- [Document passage]
◇ ◇ ◇
Ian Nicholas Stewart  (born 24 September 1945) is a British mathematician  and a  popular-science and science-fiction writer. He is Emeritus Professor of Mathematics at the University of Warwick, England.

Education and early life
Stewart was born in 1945 in Folkestone, England. While in the sixth form at Harvey Grammar School in Folkestone he came to the attention of the mathematics teacher. The teacher had Stewart sit mock A-level examinations without any preparation along with the upper-sixth students; Stewart was placed first in the examination. He was awarded a scholarship to study at the University of Cambridge as an undergraduate student of Churchill College, Cambridge, where he studied the Mathematical Tripos and obtained a first-class Bachelor of Arts degree in mathematics in 1966. Stewart then went to the University of Warwick where his PhD on Lie algebras was supervised by Brian Hartley and completed in 1969.

Career and research
After his PhD, Stewart was offered an academic position at Warwick. He is well known for his popular expositions of mathematics and his contributions to catastrophe theory.

While at Warwick, Stewart edited the mathematical magazine Manifold.  He also wrote a column called "Mathematical Recreations" for Scientific American magazine from 1991 to 2001. This followed the work of past columnists like Martin Gardner, Douglas Hofstadter, and A. K. Dewdney.  Altogether, he wrote 96 columns for Scientific American, which were later reprinted in the books "Math Hysteria", "How to Cut a Cake: And Other Mathematical Conundrums" and "Cows in the Maze".

Stewart has held visiting academic positions in Germany (1974), New Zealand (1976), and the US (University of Connecticut 1977–78, University of Houston 1983–84).

Stewart has published more than 140 scientific papers, including a series of influential papers co-authored with Jim Collins on coupled oscillators and the symmetry of animal gaits.

Stewart has collaborated with Jack Cohen and Terry Pratchett on four popular science books based on Pratchett's Discworld. In 1999 Terry Pratchett made both Jack Cohen and Professor Ian Stewart "Honorary Wizards of the Unseen University" at the same ceremony at which the University of Warwick gave Terry Pratchett an honorary degree.

In March 2014 Ian Stewart's iPad app, Incredible Numbers by Professor Ian Stewart, launched in the App Store. The app was produced in partnership with Profile Books and Touch Press.

Mathematics and popular science

Manifold, mathematical magazine published at the University of Warwick (1960s)
 Nut-crackers: Puzzles and Games to Boggle the Mind (Piccolo Books) with John Jaworski, 1971. 
Concepts of Modern Mathematics (1975)
Oh! Catastrophe (1982, in French)
Does God Play Dice? The New Mathematics of Chaos (1989)
◇ ◇ ◇
- [Provided data]
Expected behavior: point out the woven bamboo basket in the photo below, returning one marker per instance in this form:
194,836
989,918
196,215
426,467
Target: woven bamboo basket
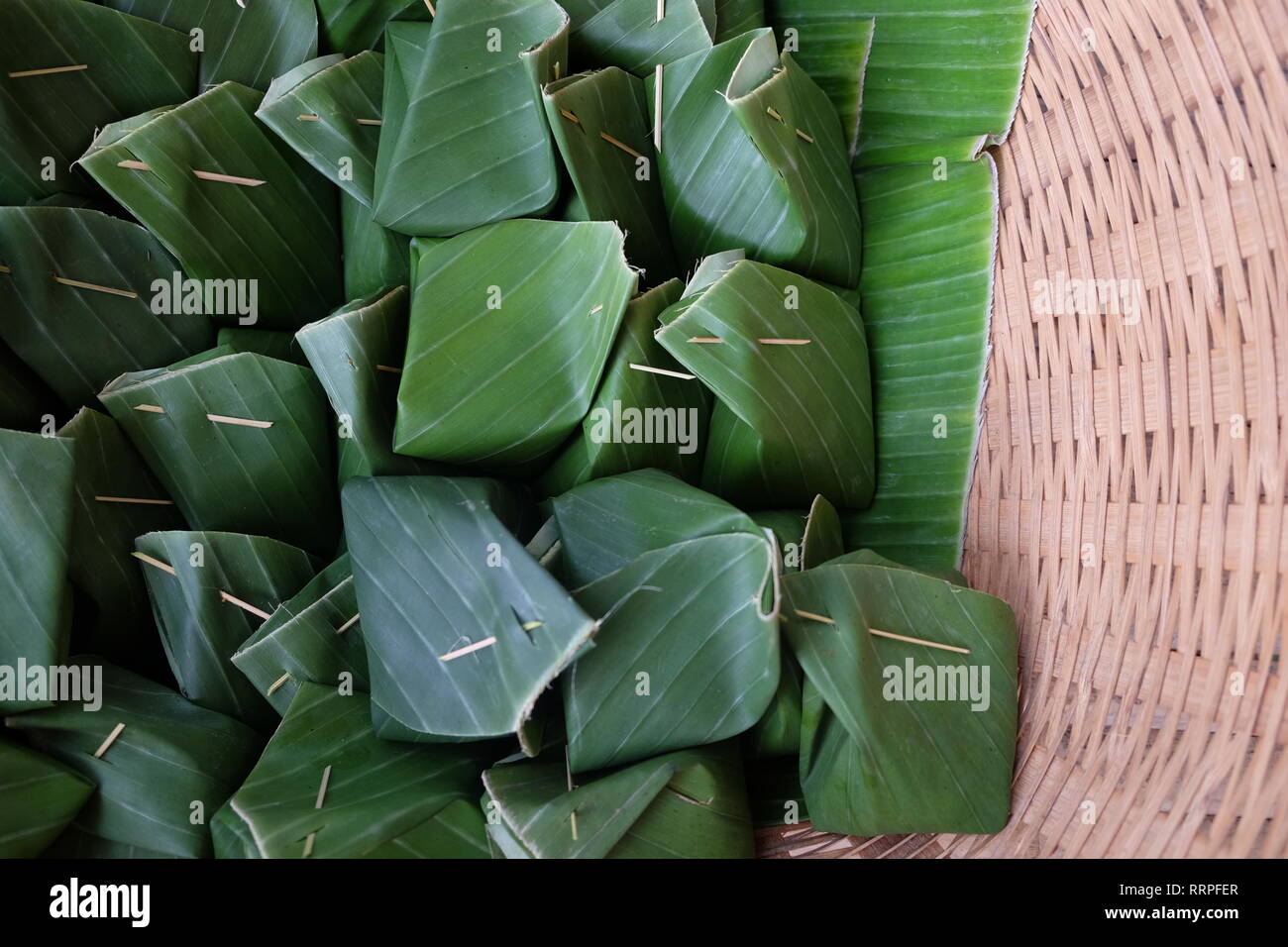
1128,492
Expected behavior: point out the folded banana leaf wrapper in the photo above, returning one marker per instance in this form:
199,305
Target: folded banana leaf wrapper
496,428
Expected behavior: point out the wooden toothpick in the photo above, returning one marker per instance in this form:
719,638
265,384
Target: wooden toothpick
613,142
469,648
77,283
239,421
51,71
244,605
227,178
136,499
111,738
664,371
158,564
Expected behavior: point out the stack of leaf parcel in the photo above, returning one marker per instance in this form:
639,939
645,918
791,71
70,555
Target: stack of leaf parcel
496,428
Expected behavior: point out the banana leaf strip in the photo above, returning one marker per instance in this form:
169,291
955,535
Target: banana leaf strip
117,499
37,510
638,419
683,654
464,629
316,635
39,797
629,35
608,153
327,788
161,779
130,65
687,804
608,523
510,329
202,604
78,303
246,42
465,141
832,46
943,78
273,230
357,355
761,165
794,415
329,111
375,260
926,294
352,26
900,736
235,474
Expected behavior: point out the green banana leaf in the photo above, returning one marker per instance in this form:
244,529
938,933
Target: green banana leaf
352,26
791,420
638,419
273,480
437,571
926,294
26,402
279,346
316,635
510,329
163,776
761,165
39,797
327,788
279,237
465,140
357,355
879,757
375,260
200,626
943,77
832,46
683,654
77,338
37,508
735,17
614,179
608,523
329,111
627,34
246,42
115,616
687,804
130,65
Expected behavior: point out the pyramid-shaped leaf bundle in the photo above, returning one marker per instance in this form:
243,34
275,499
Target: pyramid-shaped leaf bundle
789,365
231,201
464,628
160,779
210,590
510,328
37,509
465,140
243,444
687,804
327,788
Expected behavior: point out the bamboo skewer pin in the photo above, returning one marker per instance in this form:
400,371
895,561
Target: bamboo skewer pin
146,501
468,650
664,371
823,618
53,69
77,283
111,738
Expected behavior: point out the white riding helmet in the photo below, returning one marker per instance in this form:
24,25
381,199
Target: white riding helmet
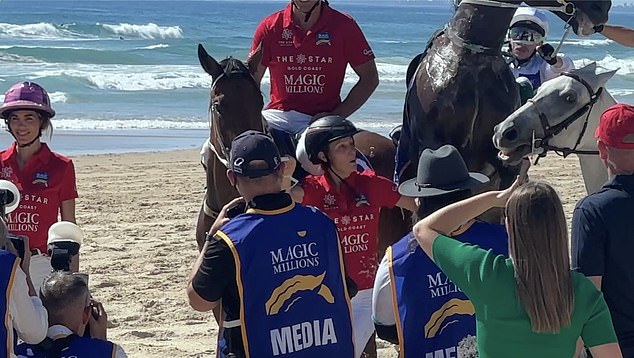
65,231
536,16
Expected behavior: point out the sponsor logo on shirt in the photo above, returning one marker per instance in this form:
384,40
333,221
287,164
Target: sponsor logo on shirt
302,335
287,34
330,201
287,38
294,257
41,178
440,285
323,38
7,172
443,317
291,290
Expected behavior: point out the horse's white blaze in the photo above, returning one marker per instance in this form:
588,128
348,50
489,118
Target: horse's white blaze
550,101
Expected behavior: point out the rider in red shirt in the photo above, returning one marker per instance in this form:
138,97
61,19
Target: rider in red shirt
46,180
354,201
307,48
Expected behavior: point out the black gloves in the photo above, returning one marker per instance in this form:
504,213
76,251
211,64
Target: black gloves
547,52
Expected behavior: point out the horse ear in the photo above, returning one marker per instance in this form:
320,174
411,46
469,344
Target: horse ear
589,68
209,64
254,59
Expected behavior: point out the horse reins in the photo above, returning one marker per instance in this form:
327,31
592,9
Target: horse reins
551,131
566,7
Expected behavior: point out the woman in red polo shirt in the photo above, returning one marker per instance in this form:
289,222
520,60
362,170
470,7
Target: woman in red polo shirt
46,180
353,201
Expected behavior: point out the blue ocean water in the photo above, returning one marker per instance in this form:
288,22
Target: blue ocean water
126,72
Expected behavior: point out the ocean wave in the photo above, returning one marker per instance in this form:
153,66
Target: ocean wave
56,97
588,43
40,30
115,124
147,31
14,58
152,47
131,77
625,66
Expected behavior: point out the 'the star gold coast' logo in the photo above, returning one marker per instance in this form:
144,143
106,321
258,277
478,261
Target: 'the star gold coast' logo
440,318
41,178
289,291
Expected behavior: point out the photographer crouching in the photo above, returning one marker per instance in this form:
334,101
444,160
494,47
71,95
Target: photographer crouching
70,311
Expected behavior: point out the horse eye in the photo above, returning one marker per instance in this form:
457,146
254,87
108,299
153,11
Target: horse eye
570,98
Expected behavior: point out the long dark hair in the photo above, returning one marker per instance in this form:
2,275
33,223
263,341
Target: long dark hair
538,246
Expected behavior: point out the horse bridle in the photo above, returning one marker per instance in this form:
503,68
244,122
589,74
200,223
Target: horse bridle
551,131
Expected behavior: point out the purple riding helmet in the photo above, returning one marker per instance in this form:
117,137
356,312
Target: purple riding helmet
26,95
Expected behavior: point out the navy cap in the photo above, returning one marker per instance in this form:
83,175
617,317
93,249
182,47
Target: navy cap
253,146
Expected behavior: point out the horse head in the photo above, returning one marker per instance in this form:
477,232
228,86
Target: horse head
583,15
235,99
556,118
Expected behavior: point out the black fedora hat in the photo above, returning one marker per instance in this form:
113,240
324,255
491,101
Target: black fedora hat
441,171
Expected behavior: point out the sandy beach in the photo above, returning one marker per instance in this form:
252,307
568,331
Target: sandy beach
139,211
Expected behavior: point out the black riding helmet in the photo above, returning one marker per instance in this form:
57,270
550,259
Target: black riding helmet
324,131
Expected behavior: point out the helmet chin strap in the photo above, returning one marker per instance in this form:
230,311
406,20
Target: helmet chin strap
30,143
309,12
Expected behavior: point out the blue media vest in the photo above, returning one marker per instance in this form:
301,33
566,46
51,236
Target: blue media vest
80,347
8,264
432,314
289,271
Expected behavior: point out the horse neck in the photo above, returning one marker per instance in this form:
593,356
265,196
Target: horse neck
481,24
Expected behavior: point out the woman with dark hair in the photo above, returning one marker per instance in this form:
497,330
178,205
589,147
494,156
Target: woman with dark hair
532,304
414,304
46,180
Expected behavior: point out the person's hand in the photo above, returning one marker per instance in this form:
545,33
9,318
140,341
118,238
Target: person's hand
222,215
503,195
98,320
547,52
26,261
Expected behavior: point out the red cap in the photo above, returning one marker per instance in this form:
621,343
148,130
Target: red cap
615,125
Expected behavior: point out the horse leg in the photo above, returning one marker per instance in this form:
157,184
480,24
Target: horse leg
370,348
594,172
203,225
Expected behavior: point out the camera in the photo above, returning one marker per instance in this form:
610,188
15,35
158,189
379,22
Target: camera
64,240
241,208
18,243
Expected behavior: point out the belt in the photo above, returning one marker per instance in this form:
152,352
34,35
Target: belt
232,324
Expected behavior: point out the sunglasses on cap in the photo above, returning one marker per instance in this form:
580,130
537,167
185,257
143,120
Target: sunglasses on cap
523,35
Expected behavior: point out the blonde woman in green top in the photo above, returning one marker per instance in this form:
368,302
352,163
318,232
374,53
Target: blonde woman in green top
531,304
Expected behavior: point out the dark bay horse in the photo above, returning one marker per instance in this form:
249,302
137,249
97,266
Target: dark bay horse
463,86
235,106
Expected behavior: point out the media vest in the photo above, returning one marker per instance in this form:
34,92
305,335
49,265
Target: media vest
75,346
289,273
432,314
8,264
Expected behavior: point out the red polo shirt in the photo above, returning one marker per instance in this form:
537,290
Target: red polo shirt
358,226
307,68
45,182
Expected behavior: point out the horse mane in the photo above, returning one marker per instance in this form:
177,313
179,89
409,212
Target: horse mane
233,66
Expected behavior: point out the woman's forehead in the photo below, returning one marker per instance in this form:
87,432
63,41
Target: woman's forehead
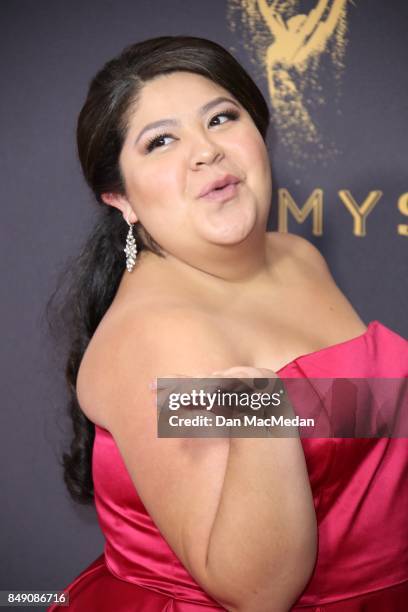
174,94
◇ ◇ ◇
- [Goals]
A: Answer these questions using the biography of Ian Stewart:
(i) Which Cambridge college did Stewart attend as an undergraduate?
(ii) During which years did he write the "Mathematical Recreations" column for Scientific American?
(iii) Which two partners produced his iPad app with him?
B: In one to three sentences, explain what the biography of Ian Stewart says he is well known for.
C: Pick up the biography of Ian Stewart after its last line and carry it on.

- [Answers in order]
A:
(i) Churchill College.
(ii) From 1991 to 2001.
(iii) Profile Books and Touch Press.

B: Stewart is well known for his popular expositions of mathematics. He is also known for his contributions to catastrophe theory.

C:
Game, Set and Math (1991)
Fearful Symmetry (1992)
Another Fine Math You've Got Me Into (1992)
The Collapse of Chaos: Discovering Simplicity in a Complex World, with Jack Cohen (1995)
Nature's Numbers: The Unreal Reality of Mathematics (1995)
What is Mathematics? – originally by Richard Courant and Herbert Robbins, second edition revised by Ian Stewart (1996)
From Here to Infinity (1996), originally published as The Problems of Mathematics (1987)
Figments of Reality, with Jack Cohen (1997)
The Magical Maze: Seeing the World Through Mathematical Eyes (1998) 
Life's Other Secret (1998)
What Shape is a Snowflake? (2001)
Flatterland (2001)  (See Flatland)
The Annotated Flatland (2002)
Evolving the Alien: The Science of Extraterrestrial Life, with Jack Cohen (2002). Second edition published as What Does a Martian Look Like? The Science of Extraterrestrial Life.
Math Hysteria (2004) 
The Mayor of Uglyville's Dilemma (2005)
Letters to a Young Mathematician (2006) 
How to Cut a Cake: And Other Mathematical Conundrums (2006) 
Why Beauty Is Truth: A History of Symmetry (2007) 
Taming the infinite: The story of Mathematics from the first numbers to chaos theory (2008) 
Professor Stewart's Cabinet of Mathematical Curiosities (2008) 
Professor Stewart's Hoard of Mathematical Treasures: Another Drawer from the Cabinet of Curiosities (2009) 
Cows in the Maze: And Other Mathematical Explorations (2010) 
The Mathematics of Life (2011) 
In Pursuit of the Unknown: 17 Equations That Changed the World (2012) 
Symmetry: A Very Short Introduction (2013) 
Visions of Infinity: The Great Mathematical Problems (2013) 
Professor Stewart's Casebook of Mathematical Mysteries (2014) 
Incredible Numbers by Professor Ian Stewart (iPad app) (2014)
Calculating the Cosmos: How Mathematics Unveils the Universe (2016) 
Infinity: A Very Short Introduction (2017), Oxford University Press.
Significant Figures: The Lives and Work of Great Mathematicians (2017) 

Do Dice Play God? The Mathematics of Uncertainty (2019), Profile Books.
What's the use ?: How mathematics shapes everyday life? (2021), Basic Books.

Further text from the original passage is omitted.